__SELECTED EXCERPT__:
┄┄┄┄┄┄┄┄┄┄

1Learning Outcomes¶
Know terminology: RISC, CISC, ISA.
Understand that at a high level, RISC architectures support a simple instruction set with fast hardware.
🎥 Lecture Video
We are going to dive down to the next level of abstraction and cover the RISC-V instruction set architecture and the RISC-V assembly language. Early in the class, we discussed The Great Idea of Abstraction (Figure 1): layering different levels of abstraction to represent complex compute systems.
Figure 1:Great Idea #1: Abstraction.
At the top, there is a high-level language (like C). Below that is the assembly language; below that is the machine code (the machine-readable version); and below that are implementations like block diagrams. Even further down, we find logic gates, which are built then out of transistors.
There are always well-defined interfaces between these layers. In this unit, we focus on the instruction set architecture (Figure 2), which defines how software interfaces with hardware.
Figure 2:Great Idea #1: Abstraction.
From Wikipedia:
In general, an ISA defines the instructions, data types, registers, and the programming interface for managing main memory such as addressing modes, virtual memory, and memory consistency mechanisms. The ISA also includes the input/output model of the programmable interface
On one side, the ISA is used as a standard by which we design and write instructions. On the other side, the ISA is used as a standard by which we design computers and hardware (e.g., CPUs). Instructions written according to an ISA can then be executed by computers designed according to that same ISA.
1.1Why learn assembly?¶
In practice, it is rare that we would write assembly language code ourselves. Most commonly, assembly language is produced by a compiler. An assembler then produces the machine-readable code.
So why learn assembly?
Consider this excerpt of a 2004 post from the forum site slashdot.org:
A new book was just released which is based on a new concept - teaching computer science through assembly language (Linux x86 assembly language, to be exact). This book teaches how the machine itself operates, rather than just the language. I’ve found that the key difference between mediocre and excellent programmers is whether or not they know assembly language. Those that do tend to understand computers themselves at a much deeper level. Although unheard of today, this concept isn’t really all that new -- there used to not be much choice in years past. Apple computers came with only BASIC and assembly language, and there were books available on assembly language for kids. This is why the old-timers are often viewed as ‘wizards’: they had to know assembly language programming. Perhaps this current obsession with learning using ‘easy’ languages is the wrong way to do things. ..."

┄┄┄┄┄┄┄┄┄┄

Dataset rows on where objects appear
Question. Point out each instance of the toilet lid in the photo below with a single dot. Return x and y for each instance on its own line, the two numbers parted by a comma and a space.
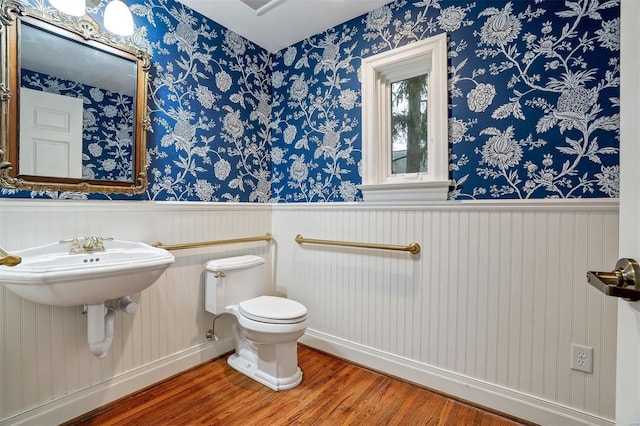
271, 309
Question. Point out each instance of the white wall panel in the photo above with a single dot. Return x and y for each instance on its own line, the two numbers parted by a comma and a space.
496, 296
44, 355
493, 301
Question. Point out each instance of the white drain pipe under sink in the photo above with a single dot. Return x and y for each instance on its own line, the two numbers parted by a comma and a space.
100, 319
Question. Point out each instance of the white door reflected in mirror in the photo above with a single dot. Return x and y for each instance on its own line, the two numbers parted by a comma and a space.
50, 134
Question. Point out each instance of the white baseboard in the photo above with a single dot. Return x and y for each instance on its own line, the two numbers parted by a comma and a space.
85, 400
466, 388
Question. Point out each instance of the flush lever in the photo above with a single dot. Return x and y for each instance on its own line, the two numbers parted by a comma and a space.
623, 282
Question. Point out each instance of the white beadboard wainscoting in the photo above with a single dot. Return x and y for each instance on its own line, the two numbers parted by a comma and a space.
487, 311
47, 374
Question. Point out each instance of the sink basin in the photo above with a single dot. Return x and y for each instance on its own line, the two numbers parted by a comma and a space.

┄┄┄┄┄┄┄┄┄┄

__SET TASK__: According to the RISC-V introduction, what most commonly produces assembly language code?

__EXERCISE ANSWER__: A compiler.